__TASK__
Look through the entries below and return all lines including the word "couple".

═════ SOURCE INFORMATION ═════

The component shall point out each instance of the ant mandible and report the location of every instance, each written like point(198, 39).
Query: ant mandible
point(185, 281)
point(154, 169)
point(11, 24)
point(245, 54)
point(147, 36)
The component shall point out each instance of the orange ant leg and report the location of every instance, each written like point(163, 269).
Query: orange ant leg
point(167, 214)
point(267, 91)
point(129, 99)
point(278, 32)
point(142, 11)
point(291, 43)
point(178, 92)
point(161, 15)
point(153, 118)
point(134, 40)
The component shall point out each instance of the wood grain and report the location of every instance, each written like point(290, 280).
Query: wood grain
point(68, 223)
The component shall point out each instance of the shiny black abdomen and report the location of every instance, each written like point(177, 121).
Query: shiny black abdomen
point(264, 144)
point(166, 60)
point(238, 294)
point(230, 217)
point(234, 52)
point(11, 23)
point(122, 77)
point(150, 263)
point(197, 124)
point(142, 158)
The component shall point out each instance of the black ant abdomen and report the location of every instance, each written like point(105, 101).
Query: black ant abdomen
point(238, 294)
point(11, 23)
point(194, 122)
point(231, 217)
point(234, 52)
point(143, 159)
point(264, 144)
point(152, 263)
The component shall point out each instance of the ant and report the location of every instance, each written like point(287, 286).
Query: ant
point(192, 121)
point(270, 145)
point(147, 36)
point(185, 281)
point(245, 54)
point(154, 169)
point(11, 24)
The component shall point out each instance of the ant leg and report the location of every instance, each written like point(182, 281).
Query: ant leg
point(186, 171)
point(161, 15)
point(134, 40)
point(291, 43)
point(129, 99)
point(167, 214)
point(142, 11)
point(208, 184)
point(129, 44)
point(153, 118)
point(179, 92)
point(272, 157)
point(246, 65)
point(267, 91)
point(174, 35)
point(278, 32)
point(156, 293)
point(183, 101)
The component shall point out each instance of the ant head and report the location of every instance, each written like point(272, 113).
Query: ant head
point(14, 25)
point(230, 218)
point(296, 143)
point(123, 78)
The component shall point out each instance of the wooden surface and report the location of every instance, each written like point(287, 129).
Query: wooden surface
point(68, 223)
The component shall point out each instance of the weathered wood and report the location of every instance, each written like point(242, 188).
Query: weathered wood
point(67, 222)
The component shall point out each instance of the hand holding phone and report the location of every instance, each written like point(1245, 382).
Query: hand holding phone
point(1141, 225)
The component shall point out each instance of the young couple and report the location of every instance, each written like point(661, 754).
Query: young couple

═════

__RESPONSE TO THIS TASK__
The component shall point out each instance of the young couple and report the location of every instance, each written like point(661, 754).
Query: young couple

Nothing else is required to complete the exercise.